══ Source information ══

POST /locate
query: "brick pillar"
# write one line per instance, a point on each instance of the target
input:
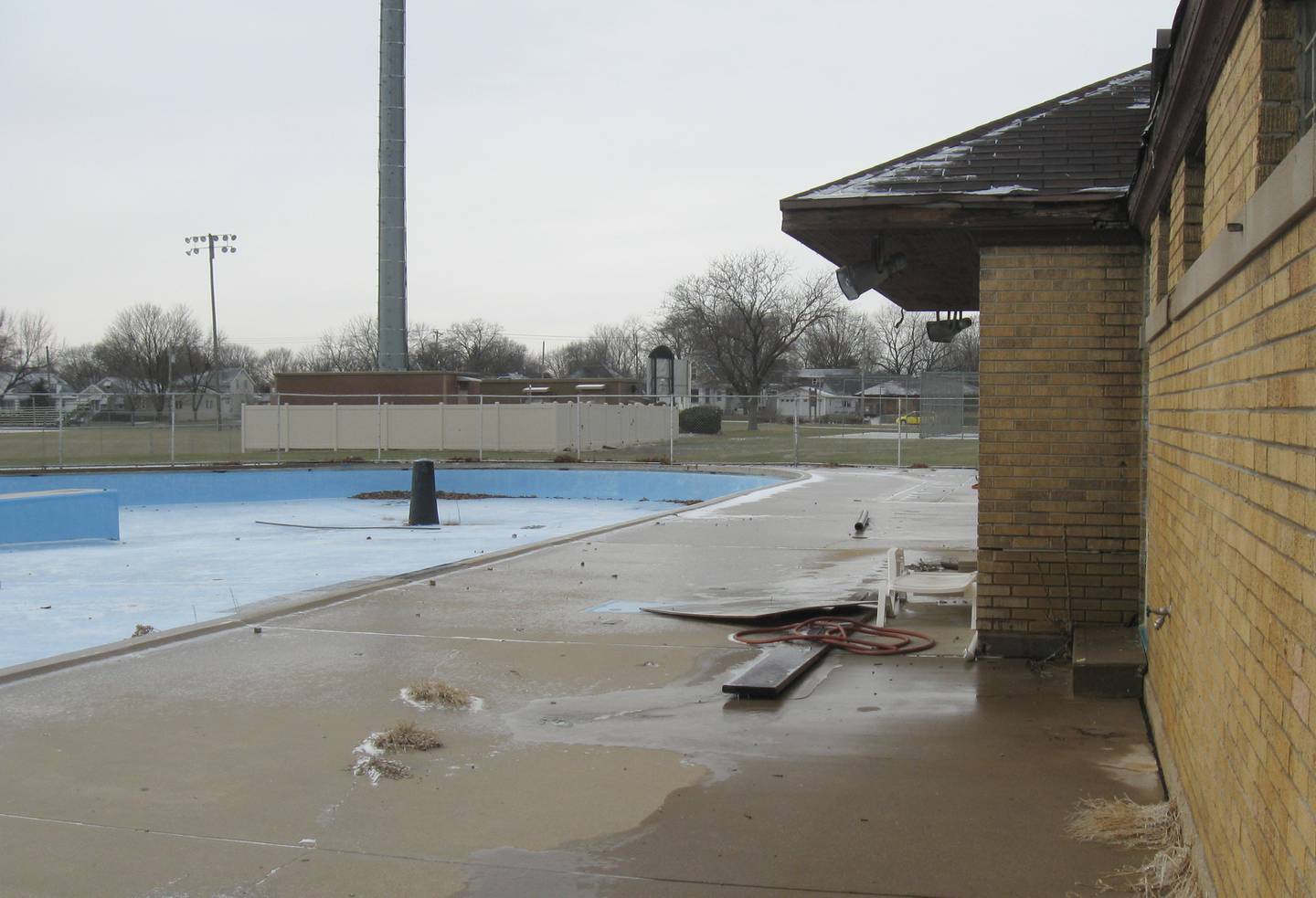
(1058, 515)
(1277, 129)
(1183, 243)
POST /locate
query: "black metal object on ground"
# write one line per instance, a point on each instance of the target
(780, 665)
(424, 505)
(757, 607)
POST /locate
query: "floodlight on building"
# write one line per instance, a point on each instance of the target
(944, 332)
(211, 245)
(864, 276)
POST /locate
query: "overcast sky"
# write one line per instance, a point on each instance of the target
(568, 161)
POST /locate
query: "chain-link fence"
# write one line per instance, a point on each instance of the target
(794, 427)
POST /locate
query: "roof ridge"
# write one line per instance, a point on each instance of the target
(989, 129)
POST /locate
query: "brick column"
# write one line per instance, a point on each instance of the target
(1058, 520)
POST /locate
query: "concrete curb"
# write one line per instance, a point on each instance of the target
(344, 592)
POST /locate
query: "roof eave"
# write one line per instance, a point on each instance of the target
(953, 200)
(1201, 48)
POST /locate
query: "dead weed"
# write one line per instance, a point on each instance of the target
(406, 736)
(1168, 873)
(437, 693)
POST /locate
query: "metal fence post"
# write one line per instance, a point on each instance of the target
(672, 431)
(169, 397)
(795, 431)
(899, 428)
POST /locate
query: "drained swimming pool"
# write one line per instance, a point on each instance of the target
(202, 544)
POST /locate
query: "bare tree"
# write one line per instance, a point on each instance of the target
(270, 363)
(965, 350)
(836, 342)
(352, 347)
(622, 347)
(899, 342)
(80, 365)
(745, 313)
(482, 347)
(427, 349)
(26, 341)
(568, 356)
(140, 341)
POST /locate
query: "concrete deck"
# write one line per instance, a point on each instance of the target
(604, 762)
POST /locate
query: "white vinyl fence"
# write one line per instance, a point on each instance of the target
(488, 428)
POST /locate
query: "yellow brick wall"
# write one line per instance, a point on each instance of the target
(1232, 547)
(1252, 121)
(1183, 238)
(1232, 129)
(1058, 520)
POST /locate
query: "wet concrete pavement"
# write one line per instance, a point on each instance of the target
(604, 760)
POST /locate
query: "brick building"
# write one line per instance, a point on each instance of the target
(370, 386)
(1141, 254)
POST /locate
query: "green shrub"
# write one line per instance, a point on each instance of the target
(700, 419)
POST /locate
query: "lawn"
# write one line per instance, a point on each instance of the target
(771, 443)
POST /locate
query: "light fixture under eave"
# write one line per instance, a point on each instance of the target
(944, 332)
(858, 279)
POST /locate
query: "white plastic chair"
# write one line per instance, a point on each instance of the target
(905, 583)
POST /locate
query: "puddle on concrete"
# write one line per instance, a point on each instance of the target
(500, 872)
(1135, 768)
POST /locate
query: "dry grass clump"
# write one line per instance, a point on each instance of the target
(437, 693)
(1169, 872)
(406, 736)
(377, 768)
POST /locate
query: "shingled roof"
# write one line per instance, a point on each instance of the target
(1080, 145)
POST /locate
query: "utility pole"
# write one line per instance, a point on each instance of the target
(392, 185)
(225, 245)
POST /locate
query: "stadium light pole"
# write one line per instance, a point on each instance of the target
(208, 243)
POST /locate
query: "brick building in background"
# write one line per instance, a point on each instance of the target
(1141, 254)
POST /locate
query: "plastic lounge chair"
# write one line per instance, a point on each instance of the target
(903, 583)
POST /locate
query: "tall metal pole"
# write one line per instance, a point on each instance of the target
(225, 245)
(392, 185)
(215, 342)
(169, 397)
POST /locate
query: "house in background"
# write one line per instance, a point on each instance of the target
(36, 389)
(1142, 254)
(221, 392)
(815, 404)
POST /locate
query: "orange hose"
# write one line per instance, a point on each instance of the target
(843, 632)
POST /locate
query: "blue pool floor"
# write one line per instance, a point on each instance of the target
(182, 563)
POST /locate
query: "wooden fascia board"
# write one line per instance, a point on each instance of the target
(1106, 213)
(1210, 27)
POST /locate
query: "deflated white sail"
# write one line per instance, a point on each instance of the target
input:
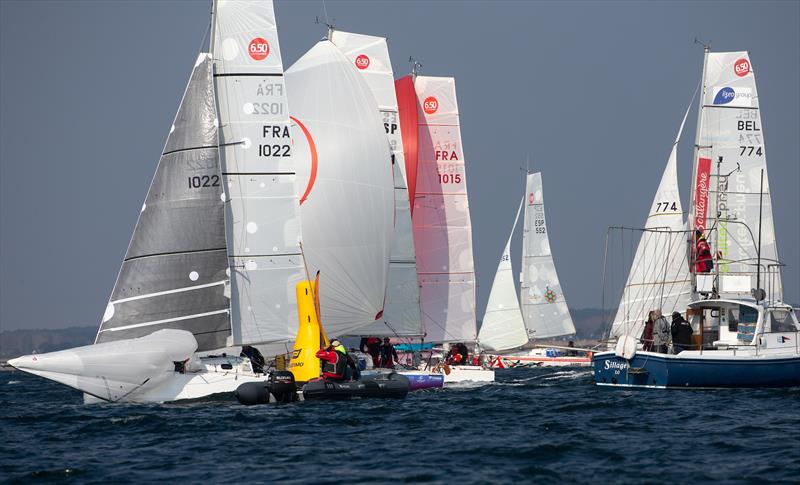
(174, 272)
(659, 277)
(262, 215)
(401, 316)
(347, 205)
(440, 216)
(544, 307)
(503, 327)
(730, 127)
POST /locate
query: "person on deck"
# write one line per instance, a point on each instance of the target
(705, 262)
(661, 333)
(455, 357)
(388, 355)
(371, 346)
(681, 333)
(336, 364)
(647, 334)
(256, 359)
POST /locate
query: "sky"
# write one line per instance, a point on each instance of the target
(591, 92)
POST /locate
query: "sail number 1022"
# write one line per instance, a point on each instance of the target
(199, 182)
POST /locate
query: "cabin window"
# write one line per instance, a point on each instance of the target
(781, 321)
(746, 326)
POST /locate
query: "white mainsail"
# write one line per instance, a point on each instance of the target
(401, 316)
(659, 277)
(730, 127)
(440, 215)
(347, 206)
(262, 214)
(503, 327)
(544, 307)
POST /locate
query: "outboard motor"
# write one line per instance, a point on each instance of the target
(282, 386)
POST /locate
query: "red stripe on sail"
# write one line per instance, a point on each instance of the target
(407, 109)
(702, 185)
(314, 160)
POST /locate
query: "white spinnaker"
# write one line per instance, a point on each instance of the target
(347, 205)
(262, 216)
(503, 327)
(441, 222)
(544, 307)
(659, 277)
(401, 316)
(730, 126)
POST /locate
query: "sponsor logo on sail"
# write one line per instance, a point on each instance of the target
(362, 61)
(430, 105)
(741, 67)
(258, 49)
(741, 97)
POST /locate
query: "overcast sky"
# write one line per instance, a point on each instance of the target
(592, 91)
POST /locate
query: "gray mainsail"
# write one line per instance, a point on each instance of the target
(174, 272)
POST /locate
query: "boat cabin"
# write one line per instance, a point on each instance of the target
(721, 324)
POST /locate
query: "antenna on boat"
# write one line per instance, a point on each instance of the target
(415, 67)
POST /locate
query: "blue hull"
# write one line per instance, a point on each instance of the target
(657, 370)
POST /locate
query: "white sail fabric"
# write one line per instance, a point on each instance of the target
(401, 316)
(659, 277)
(174, 272)
(347, 206)
(441, 221)
(262, 216)
(503, 327)
(730, 127)
(544, 307)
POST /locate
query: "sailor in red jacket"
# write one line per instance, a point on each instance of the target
(705, 262)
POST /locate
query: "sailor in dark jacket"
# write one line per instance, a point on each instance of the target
(681, 331)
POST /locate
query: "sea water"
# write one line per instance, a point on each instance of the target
(533, 425)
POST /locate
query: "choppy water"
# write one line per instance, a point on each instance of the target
(534, 425)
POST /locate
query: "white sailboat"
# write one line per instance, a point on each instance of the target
(743, 333)
(441, 224)
(543, 312)
(215, 256)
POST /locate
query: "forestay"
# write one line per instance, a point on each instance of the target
(401, 315)
(174, 272)
(503, 327)
(659, 276)
(544, 307)
(262, 215)
(730, 127)
(440, 212)
(347, 205)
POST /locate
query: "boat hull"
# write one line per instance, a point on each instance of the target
(652, 370)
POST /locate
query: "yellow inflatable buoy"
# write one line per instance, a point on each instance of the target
(310, 335)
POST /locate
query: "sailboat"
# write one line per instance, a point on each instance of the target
(437, 187)
(744, 335)
(216, 253)
(544, 313)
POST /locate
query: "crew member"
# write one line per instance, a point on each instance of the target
(336, 364)
(681, 333)
(256, 359)
(371, 346)
(388, 355)
(705, 262)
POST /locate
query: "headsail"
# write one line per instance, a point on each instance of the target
(730, 127)
(262, 215)
(659, 277)
(544, 307)
(401, 316)
(174, 272)
(503, 327)
(440, 210)
(347, 205)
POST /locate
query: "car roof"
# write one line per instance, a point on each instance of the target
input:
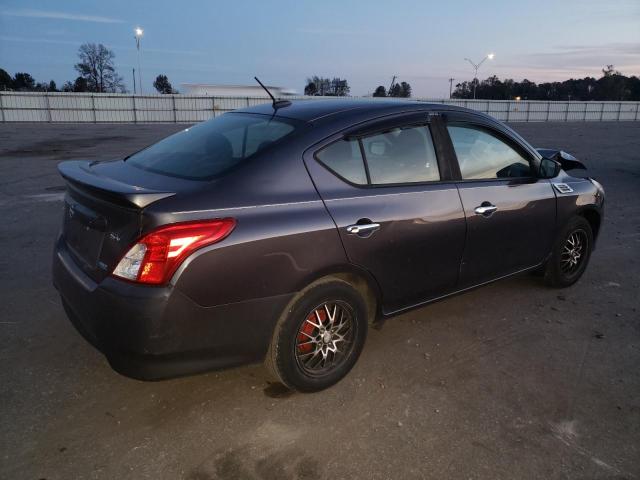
(313, 110)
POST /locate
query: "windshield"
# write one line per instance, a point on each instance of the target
(209, 149)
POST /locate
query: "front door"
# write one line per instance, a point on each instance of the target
(397, 216)
(510, 213)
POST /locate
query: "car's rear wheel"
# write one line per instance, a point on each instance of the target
(570, 255)
(319, 337)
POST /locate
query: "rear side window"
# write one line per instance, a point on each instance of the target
(484, 156)
(345, 159)
(209, 149)
(402, 155)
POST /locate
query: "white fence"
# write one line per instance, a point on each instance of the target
(124, 108)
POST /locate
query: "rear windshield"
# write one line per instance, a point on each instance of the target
(209, 149)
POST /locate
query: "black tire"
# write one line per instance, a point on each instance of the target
(559, 272)
(287, 359)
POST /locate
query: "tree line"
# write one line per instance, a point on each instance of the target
(612, 85)
(96, 73)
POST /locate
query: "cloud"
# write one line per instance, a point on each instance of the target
(76, 43)
(77, 17)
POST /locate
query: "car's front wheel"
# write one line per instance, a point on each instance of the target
(570, 255)
(319, 338)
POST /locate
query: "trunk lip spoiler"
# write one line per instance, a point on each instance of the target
(78, 173)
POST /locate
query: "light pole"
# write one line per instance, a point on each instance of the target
(476, 66)
(138, 35)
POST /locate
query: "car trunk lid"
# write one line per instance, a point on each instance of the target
(103, 214)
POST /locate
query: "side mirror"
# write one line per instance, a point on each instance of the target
(549, 168)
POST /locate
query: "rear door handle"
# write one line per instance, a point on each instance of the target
(486, 209)
(367, 228)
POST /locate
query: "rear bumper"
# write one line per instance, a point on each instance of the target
(152, 333)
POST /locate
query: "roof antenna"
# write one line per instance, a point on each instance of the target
(276, 103)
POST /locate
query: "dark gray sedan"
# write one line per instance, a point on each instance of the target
(280, 232)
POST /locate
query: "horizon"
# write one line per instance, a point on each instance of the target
(285, 42)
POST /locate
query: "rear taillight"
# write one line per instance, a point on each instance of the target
(157, 255)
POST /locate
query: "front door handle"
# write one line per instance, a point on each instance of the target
(486, 209)
(365, 229)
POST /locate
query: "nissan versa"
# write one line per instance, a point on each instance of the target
(280, 232)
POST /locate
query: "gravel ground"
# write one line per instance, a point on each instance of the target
(513, 380)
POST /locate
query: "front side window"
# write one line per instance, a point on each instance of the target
(484, 156)
(401, 155)
(210, 148)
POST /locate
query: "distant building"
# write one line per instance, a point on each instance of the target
(233, 90)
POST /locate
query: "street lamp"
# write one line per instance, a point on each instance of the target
(138, 35)
(476, 66)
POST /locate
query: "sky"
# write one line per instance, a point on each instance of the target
(367, 42)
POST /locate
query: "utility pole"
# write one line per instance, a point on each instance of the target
(393, 81)
(138, 35)
(476, 66)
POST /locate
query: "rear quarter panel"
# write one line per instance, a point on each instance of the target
(284, 237)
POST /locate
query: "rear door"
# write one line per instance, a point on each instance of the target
(510, 212)
(396, 207)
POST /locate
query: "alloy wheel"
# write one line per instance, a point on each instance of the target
(325, 338)
(573, 252)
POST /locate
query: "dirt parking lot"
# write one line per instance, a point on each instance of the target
(513, 380)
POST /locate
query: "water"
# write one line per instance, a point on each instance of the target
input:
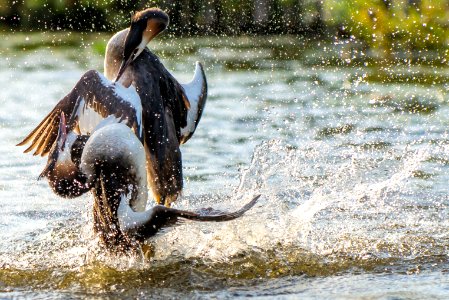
(351, 159)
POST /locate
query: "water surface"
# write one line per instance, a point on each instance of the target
(351, 158)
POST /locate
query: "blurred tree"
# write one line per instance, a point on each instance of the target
(385, 25)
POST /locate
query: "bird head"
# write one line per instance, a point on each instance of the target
(145, 25)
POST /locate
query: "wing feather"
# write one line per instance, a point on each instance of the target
(98, 94)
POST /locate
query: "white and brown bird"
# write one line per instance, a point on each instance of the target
(111, 163)
(144, 95)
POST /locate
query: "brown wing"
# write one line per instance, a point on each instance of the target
(92, 91)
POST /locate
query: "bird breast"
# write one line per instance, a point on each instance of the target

═══

- _Problem requirements_:
Among the lines of the data above, count those containing the word "bird" and report the total alone.

- _Output_:
3